* **Given problem**
Update the rows from the line holding "task: outline the dry grass tuft" through the line holding "M54 67L60 68L60 45L54 45Z", inclusive, replacing "window" with "pane" and leaving all else unchanged. Give back only those lines, and leave the pictures out of your answer.

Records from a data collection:
:::::

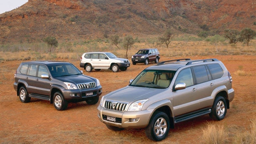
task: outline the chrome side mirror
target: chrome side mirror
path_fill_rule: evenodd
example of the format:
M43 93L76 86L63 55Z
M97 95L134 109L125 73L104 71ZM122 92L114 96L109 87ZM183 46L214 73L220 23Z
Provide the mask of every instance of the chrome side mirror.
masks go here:
M179 83L175 86L174 90L180 90L186 88L186 84L184 83Z
M41 75L41 78L44 79L48 79L49 78L49 76L46 74L43 74Z

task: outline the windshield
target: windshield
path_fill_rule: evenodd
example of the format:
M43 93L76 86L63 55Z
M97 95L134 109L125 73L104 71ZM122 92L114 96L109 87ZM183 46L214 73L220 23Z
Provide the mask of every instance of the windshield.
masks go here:
M129 85L156 88L165 88L171 84L176 71L144 70Z
M73 65L69 64L48 67L52 76L59 77L81 75L81 72Z
M116 56L114 54L113 54L112 53L106 53L106 54L107 54L107 55L108 56L108 57L110 58L110 59L112 59L112 58L117 58L117 57L116 57Z
M146 54L148 53L148 50L140 50L137 52L137 54Z

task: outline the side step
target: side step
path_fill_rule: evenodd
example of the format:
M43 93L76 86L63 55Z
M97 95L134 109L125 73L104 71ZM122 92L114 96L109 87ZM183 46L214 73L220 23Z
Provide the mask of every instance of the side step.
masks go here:
M41 100L50 101L50 97L46 95L39 95L38 94L31 93L28 95L28 96L31 98L34 98Z
M212 110L211 108L204 109L198 111L175 117L174 118L174 122L175 123L176 123L186 121L200 116L210 114Z

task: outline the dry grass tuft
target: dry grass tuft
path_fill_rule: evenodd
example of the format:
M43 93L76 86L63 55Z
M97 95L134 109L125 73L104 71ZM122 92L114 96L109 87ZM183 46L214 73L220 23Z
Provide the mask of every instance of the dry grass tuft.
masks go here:
M221 144L225 143L227 134L223 124L215 125L208 123L207 127L202 129L203 137L206 143Z

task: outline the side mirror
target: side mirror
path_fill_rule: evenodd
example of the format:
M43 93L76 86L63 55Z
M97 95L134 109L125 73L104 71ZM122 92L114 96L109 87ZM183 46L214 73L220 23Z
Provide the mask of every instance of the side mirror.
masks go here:
M180 90L186 88L186 84L184 83L179 83L175 86L174 90Z
M41 78L44 79L48 79L49 78L49 76L46 74L43 74L41 75Z

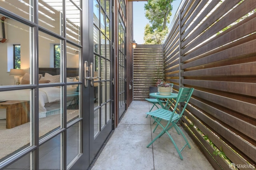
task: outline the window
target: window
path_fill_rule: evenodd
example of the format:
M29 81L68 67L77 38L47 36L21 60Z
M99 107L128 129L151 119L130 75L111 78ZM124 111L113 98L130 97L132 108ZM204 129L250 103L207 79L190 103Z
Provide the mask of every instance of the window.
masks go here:
M13 68L20 69L20 44L13 45Z
M54 67L60 68L60 45L54 45Z

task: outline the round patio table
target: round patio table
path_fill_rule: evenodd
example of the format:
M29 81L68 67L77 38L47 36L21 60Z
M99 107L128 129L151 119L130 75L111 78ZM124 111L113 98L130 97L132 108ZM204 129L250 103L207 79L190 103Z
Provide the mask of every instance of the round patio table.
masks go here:
M178 93L172 93L170 95L160 95L159 93L152 93L149 94L149 96L154 97L158 102L158 104L161 106L162 108L168 110L171 106L171 104L172 103L174 99L177 98ZM166 99L166 103L165 105L164 105L160 101L161 99Z

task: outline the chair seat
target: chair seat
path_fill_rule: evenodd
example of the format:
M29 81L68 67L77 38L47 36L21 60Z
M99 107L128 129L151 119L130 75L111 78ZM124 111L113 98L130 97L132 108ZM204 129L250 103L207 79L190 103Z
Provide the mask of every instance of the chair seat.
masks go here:
M168 121L171 118L172 112L164 109L158 109L155 111L146 113L146 114ZM180 115L174 113L171 121L173 121L178 119L180 119Z

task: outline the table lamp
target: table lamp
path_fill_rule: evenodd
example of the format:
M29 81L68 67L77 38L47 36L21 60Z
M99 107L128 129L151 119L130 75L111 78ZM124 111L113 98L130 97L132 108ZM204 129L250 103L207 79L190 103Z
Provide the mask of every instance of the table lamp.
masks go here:
M10 71L10 75L14 76L14 85L20 84L20 77L22 76L25 73L24 71L21 69L11 69Z

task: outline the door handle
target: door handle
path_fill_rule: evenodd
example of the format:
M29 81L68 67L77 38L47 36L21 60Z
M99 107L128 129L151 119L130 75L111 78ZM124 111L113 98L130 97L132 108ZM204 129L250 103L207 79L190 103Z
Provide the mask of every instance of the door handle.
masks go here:
M90 77L89 76L89 65L88 61L84 61L84 87L88 87L88 81L90 80Z

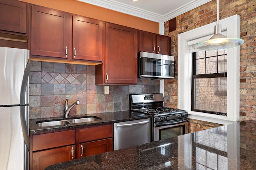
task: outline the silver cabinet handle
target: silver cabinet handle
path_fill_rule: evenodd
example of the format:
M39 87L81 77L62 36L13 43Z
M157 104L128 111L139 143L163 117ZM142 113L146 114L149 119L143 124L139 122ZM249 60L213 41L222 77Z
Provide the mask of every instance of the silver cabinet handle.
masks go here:
M106 81L108 82L108 73L106 74L107 75L107 78L106 79Z
M71 152L72 152L72 159L74 159L74 147L72 147L72 149L71 149Z
M128 126L132 126L134 125L143 125L144 124L147 123L148 122L149 122L149 120L146 120L145 121L141 121L140 122L134 123L133 123L124 124L124 125L116 125L116 127L127 127Z
M68 47L66 46L66 57L68 57Z
M84 154L84 147L83 147L82 145L81 145L81 148L82 149L81 151L81 156L82 156L83 154Z

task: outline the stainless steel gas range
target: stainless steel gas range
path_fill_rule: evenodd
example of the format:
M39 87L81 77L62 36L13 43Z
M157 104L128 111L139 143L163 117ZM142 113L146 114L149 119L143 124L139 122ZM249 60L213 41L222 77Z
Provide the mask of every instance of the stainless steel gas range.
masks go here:
M188 112L165 107L163 94L136 94L129 96L130 109L152 115L154 141L188 133Z

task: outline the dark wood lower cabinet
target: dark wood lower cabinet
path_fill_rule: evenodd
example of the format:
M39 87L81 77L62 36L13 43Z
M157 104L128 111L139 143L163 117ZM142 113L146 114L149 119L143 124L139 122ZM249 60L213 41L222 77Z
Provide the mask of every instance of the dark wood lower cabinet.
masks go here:
M33 153L33 169L44 170L53 164L75 159L76 145L48 149Z
M56 131L30 137L30 170L113 150L112 124Z
M99 154L113 150L112 138L86 142L79 144L79 153L77 158Z

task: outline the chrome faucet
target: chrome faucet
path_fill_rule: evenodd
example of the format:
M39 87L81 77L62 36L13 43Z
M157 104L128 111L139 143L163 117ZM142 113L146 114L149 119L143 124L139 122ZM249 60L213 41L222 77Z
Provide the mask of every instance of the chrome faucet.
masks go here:
M65 117L68 117L68 114L72 107L73 107L75 105L80 104L80 102L79 100L76 100L76 102L72 104L68 107L68 98L66 99L65 101Z

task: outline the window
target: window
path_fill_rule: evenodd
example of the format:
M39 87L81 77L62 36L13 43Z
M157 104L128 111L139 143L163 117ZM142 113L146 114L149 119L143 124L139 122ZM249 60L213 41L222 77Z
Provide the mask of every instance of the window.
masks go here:
M225 35L228 37L240 37L239 16L235 15L221 20L220 23L222 26L222 32L225 33ZM223 78L216 80L218 85L214 90L215 95L220 97L226 93L226 109L225 109L226 116L210 114L202 110L202 112L192 110L191 107L193 58L192 52L195 51L190 51L189 47L191 45L209 39L214 34L215 25L216 23L212 23L178 35L178 107L187 110L190 118L228 124L239 120L240 47L226 50L225 59L221 59L220 62L215 65L218 67L217 70L220 73L225 72L224 70L226 70L226 76L224 78L223 76ZM220 55L218 53L218 55ZM226 59L226 64L224 64ZM211 63L211 61L209 62ZM207 73L211 74L212 71L209 70ZM223 85L225 84L226 88L224 88ZM220 107L218 106L217 107Z
M192 111L226 115L226 50L192 53Z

:::::

* **Output below**
task: outline the dry grass tuft
target: dry grass tuft
path_fill_rule: evenodd
example of the format:
M43 93L76 86L63 55Z
M97 95L134 109L125 73L104 71ZM122 92L114 96L109 87ZM183 46L214 73L220 23Z
Provide the mask of every instance of the dry grass tuft.
masks go here:
M221 144L225 143L227 134L223 124L215 125L208 123L207 127L202 129L203 137L206 143Z

task: outline the side mirror
target: side mirror
path_fill_rule: evenodd
example of the format:
M43 93L76 86L63 55Z
M97 95L134 109L125 73L104 71ZM122 92L114 96L109 87ZM183 46L214 73L220 23Z
Provide the mask of every instance of the side mirror.
masks go here:
M180 90L186 88L186 84L184 83L179 83L175 86L174 90Z
M41 78L44 79L48 79L49 78L49 76L46 74L43 74L41 75Z

task: outline the pane
target: pane
path_fill_rule: evenodd
example of the format:
M29 81L68 67L77 38L47 36L21 60Z
M99 107L128 129L151 119L130 75L111 78ZM124 111L113 98L130 97L132 108ZM204 129L250 103L207 79L190 103Z
Provide the mask of every instance of the pane.
masks go here:
M13 68L20 69L20 44L13 45Z
M54 67L60 68L60 45L54 45Z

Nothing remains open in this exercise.